++++ DATASET ENTRIES ++++
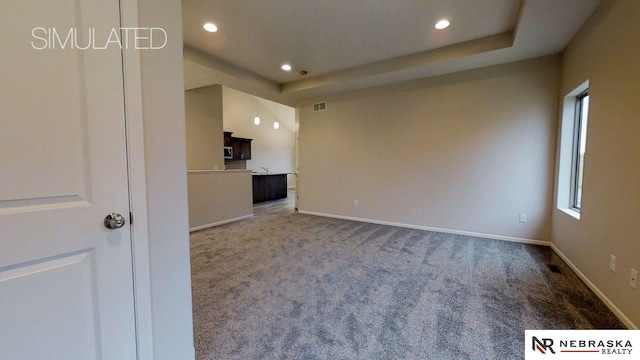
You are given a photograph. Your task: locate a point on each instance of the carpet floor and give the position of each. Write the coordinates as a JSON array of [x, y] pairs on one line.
[[293, 286]]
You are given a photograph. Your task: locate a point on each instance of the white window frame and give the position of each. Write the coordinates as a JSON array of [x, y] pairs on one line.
[[568, 157]]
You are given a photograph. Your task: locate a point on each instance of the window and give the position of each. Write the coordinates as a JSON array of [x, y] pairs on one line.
[[573, 146], [579, 148]]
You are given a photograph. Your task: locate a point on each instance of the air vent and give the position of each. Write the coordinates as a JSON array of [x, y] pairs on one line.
[[554, 268], [320, 106]]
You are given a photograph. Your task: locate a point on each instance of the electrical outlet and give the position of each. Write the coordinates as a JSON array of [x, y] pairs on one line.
[[612, 263]]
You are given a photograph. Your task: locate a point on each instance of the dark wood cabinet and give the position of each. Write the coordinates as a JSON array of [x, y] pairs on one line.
[[241, 146], [269, 187], [227, 138]]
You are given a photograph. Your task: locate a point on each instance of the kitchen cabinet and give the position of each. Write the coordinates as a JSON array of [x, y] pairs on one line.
[[269, 187], [227, 138], [241, 146]]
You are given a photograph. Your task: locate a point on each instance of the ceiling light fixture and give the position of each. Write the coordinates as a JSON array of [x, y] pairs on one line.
[[210, 27], [442, 24]]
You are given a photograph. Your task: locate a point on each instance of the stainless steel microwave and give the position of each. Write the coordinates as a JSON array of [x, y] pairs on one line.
[[228, 152]]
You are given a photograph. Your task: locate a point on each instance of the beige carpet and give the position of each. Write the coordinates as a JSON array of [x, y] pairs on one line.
[[295, 286]]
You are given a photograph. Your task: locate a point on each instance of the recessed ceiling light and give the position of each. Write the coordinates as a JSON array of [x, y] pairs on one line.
[[210, 27], [442, 24]]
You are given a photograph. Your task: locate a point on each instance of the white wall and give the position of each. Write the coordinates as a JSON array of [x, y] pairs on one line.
[[270, 148], [218, 197], [606, 52], [203, 113], [464, 152], [166, 174]]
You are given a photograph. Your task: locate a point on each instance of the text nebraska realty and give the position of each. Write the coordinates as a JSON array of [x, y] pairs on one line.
[[151, 38], [608, 347]]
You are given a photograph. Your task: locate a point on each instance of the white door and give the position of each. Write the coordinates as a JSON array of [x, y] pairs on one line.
[[66, 289]]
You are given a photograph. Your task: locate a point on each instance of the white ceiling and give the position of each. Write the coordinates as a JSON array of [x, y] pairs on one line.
[[352, 44]]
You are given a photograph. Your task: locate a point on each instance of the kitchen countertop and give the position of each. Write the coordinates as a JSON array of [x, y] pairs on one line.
[[265, 174]]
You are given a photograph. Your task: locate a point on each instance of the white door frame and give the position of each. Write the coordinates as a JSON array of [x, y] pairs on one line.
[[137, 186]]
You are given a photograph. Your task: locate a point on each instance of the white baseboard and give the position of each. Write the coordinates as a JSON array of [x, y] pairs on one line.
[[616, 311], [429, 228], [206, 226]]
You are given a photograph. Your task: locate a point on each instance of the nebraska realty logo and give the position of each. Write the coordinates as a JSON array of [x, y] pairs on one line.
[[581, 344]]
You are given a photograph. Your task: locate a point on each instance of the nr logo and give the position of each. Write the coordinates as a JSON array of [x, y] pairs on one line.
[[543, 345]]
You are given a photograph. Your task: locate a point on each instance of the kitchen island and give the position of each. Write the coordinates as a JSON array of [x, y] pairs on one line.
[[269, 186]]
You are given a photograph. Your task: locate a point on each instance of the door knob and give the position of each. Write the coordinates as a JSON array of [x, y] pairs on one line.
[[114, 221]]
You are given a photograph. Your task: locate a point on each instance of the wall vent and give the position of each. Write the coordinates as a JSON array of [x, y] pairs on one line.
[[322, 106]]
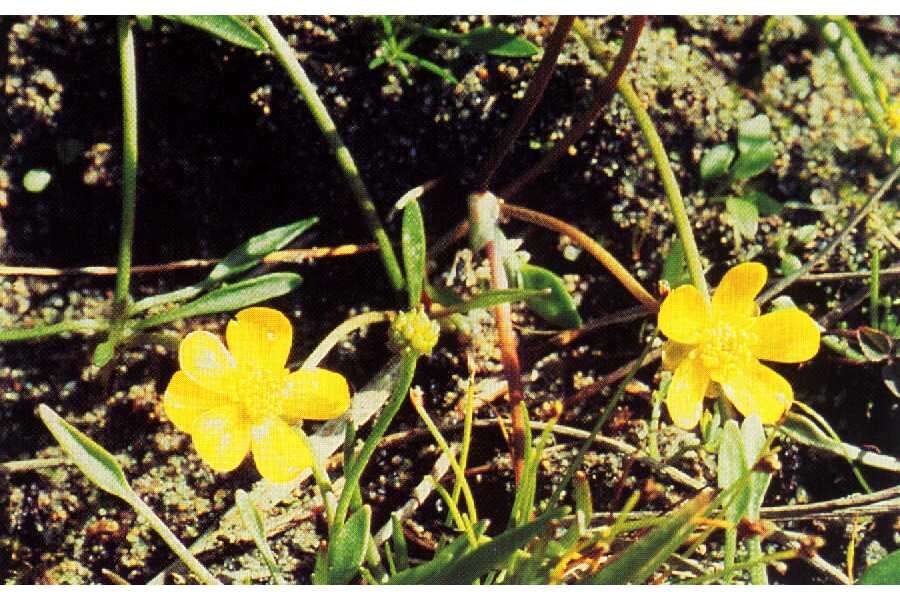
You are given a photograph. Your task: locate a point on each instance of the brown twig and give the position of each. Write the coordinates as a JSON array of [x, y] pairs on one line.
[[595, 388], [506, 339], [589, 244], [281, 256], [586, 119], [860, 214], [533, 94]]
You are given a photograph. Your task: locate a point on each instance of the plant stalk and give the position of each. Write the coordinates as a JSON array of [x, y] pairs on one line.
[[129, 163], [661, 158], [288, 60]]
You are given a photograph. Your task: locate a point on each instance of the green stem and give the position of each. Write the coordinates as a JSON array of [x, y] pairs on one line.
[[129, 160], [173, 542], [857, 69], [286, 56], [398, 396], [33, 333], [875, 288], [670, 184]]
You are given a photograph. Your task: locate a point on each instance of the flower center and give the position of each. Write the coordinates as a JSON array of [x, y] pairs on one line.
[[725, 345], [260, 392]]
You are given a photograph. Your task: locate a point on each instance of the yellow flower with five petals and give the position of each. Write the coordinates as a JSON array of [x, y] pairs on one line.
[[242, 397], [723, 341]]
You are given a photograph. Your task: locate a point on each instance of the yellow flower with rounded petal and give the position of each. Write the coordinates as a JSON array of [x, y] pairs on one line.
[[723, 341], [242, 398]]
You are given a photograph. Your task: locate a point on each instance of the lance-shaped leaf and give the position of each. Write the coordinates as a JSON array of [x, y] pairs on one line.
[[229, 28], [756, 151], [250, 253], [885, 572], [638, 563], [348, 548], [493, 554], [413, 239], [94, 460], [557, 308], [496, 42], [229, 298]]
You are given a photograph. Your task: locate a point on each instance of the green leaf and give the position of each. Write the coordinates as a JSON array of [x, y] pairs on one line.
[[103, 353], [489, 298], [875, 344], [805, 431], [493, 554], [413, 241], [95, 462], [250, 253], [496, 42], [254, 525], [885, 572], [765, 204], [715, 161], [744, 216], [642, 558], [230, 28], [754, 441], [229, 298], [557, 308], [348, 548], [732, 465], [790, 264], [756, 151], [675, 266], [428, 571], [36, 180]]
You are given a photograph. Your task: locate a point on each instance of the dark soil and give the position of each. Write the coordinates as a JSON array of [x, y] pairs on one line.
[[227, 150]]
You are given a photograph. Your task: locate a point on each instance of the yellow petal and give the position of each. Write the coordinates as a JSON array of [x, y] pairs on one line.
[[315, 394], [733, 299], [788, 335], [674, 353], [685, 397], [222, 437], [260, 336], [757, 389], [279, 451], [204, 358], [185, 400], [684, 315]]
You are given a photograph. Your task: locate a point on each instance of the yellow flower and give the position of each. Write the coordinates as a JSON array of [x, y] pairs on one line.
[[724, 341], [241, 397]]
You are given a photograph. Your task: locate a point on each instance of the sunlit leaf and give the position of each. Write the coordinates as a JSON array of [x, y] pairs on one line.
[[250, 253], [95, 462], [640, 560], [557, 308], [756, 151], [413, 242], [715, 161], [230, 298], [496, 42], [230, 28], [885, 572], [743, 215], [348, 547]]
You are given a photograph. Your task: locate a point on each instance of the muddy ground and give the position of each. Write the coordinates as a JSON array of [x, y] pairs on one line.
[[228, 151]]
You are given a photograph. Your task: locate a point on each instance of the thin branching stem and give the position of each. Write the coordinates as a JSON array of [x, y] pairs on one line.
[[533, 95], [288, 59], [661, 158], [585, 120]]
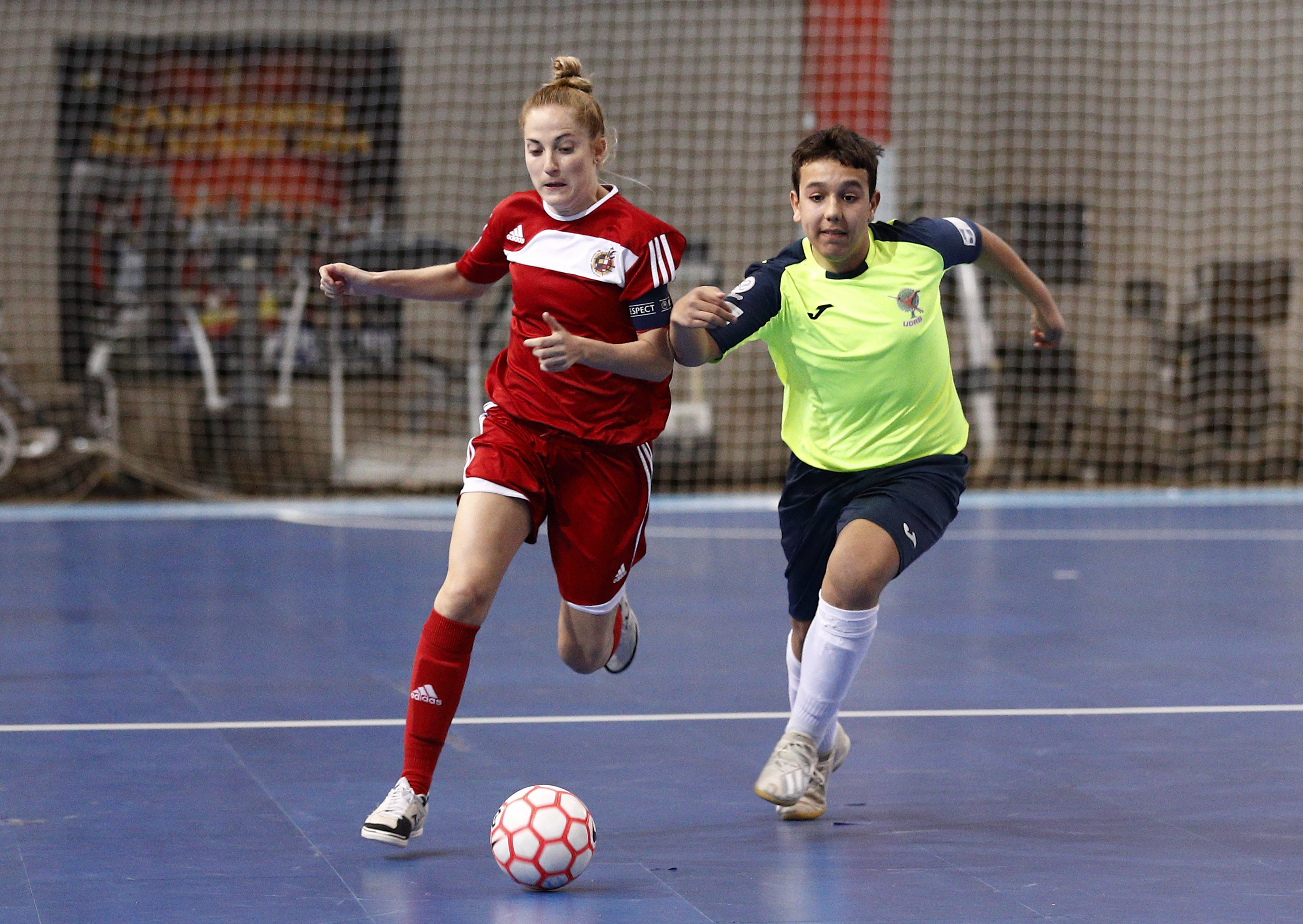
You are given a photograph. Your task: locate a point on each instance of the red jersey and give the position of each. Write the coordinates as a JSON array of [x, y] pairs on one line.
[[602, 274]]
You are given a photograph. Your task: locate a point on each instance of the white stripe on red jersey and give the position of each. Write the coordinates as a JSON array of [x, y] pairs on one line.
[[589, 271], [581, 256]]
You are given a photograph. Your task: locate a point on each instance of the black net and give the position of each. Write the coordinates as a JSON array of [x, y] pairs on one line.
[[174, 172]]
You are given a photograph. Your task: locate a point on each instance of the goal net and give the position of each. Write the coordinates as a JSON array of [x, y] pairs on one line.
[[172, 174]]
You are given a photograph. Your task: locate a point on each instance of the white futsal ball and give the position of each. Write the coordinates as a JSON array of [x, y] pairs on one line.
[[543, 837]]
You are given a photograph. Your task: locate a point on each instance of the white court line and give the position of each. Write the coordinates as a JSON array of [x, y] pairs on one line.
[[1129, 535], [662, 717], [687, 503], [309, 519]]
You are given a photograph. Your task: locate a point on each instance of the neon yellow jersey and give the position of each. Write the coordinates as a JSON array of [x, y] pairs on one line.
[[863, 355]]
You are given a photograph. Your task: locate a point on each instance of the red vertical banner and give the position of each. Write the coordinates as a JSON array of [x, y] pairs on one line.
[[849, 65]]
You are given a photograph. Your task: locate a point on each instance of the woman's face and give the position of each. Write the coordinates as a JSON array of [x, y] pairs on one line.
[[562, 160]]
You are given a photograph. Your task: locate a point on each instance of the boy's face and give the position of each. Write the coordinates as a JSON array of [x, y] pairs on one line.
[[834, 206]]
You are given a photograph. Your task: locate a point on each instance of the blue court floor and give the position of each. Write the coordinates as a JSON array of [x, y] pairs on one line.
[[296, 613]]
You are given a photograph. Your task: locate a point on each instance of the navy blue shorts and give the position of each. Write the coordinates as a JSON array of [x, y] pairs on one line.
[[914, 502]]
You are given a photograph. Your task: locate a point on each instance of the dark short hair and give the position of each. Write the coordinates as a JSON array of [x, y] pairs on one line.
[[842, 145]]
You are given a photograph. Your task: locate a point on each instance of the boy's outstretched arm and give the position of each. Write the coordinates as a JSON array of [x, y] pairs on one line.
[[703, 308], [1000, 260]]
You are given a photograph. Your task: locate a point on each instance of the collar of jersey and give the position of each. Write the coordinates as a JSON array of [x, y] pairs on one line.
[[583, 214]]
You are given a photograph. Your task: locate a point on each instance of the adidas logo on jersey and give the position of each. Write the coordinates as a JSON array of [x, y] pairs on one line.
[[426, 695]]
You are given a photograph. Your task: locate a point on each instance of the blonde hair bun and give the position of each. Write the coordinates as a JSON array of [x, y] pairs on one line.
[[569, 71]]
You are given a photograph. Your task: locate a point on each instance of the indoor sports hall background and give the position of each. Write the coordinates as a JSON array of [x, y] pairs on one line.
[[171, 175]]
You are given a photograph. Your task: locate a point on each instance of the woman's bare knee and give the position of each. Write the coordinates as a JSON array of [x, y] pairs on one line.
[[584, 639]]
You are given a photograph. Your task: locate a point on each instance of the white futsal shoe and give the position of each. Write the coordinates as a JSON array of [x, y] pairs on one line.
[[399, 819], [623, 654], [815, 802], [789, 771]]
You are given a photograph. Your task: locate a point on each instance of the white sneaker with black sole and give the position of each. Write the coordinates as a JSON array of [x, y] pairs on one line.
[[623, 654], [787, 773], [399, 819], [815, 802]]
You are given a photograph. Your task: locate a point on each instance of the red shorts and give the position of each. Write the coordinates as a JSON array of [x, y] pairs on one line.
[[595, 500]]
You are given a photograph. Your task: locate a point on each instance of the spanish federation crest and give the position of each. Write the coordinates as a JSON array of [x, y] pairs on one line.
[[604, 261], [908, 301]]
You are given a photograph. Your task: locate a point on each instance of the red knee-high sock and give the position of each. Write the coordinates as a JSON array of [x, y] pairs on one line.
[[438, 674]]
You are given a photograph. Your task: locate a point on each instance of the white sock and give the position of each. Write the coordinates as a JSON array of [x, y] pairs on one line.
[[794, 674], [834, 648]]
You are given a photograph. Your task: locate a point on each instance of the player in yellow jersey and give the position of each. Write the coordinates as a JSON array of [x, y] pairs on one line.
[[853, 320]]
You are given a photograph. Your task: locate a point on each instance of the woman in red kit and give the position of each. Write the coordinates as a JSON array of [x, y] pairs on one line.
[[576, 399]]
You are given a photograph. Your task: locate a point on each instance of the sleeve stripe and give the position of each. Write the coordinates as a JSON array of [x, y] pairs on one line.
[[669, 257], [661, 260], [656, 265]]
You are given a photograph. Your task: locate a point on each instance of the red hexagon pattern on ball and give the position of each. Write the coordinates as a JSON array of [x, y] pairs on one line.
[[543, 837]]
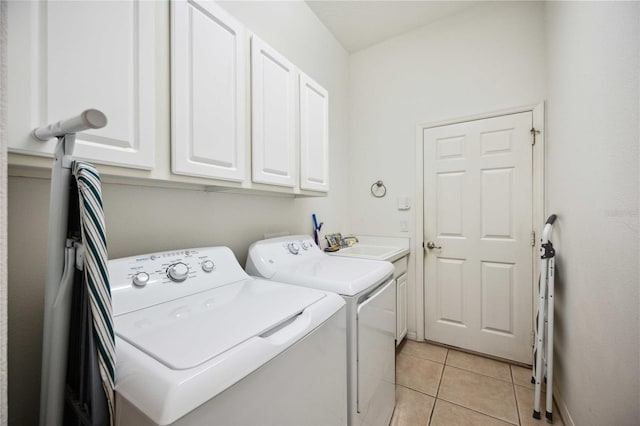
++++
> _EXERCISE_
Nothing but the lines from the one containing "the red knee-high" through the last line of the material may appear in the answer, transcribed exactly and with no pictures.

> _RESULT OF THE TASK_
You are given a photograph. Your task: locate a point on each instance of the red knee-high sock and give the position of each. Write the coordinates as a JSON array of [x, y] pairs on one line.
[[438, 674]]
You are given a photograph. Your task: locate a point on each instance of the white sock and give the position of each. Write the coordinates as a JSON array of [x, y] pairs on one line.
[[794, 674], [834, 648]]
You are given a photograph. Your task: locate a point on each instance of the player in yellow jersey and give the position of each. Write the coordinates as a JSON array of [x, y] pairs on one line.
[[853, 320]]
You are given a photograph. Your task: locate a point on each instance of the woman in red kit and give the position of each. Write the coordinates as a JSON array of [x, y] pairs on one line.
[[576, 399]]
You are given a photograph. Your task: locate a point on each instance of the sleeve stripe and give the position of each. Write the coordinates as a JSON array of [x, y] pairs on one line.
[[669, 257], [661, 260], [656, 265]]
You are given a photograph. Your task: locate a point on each instance of the red hexagon pattern on ball and give the position of each. Write the coordinates as a JSON array of [x, y] pairs on one line.
[[543, 837]]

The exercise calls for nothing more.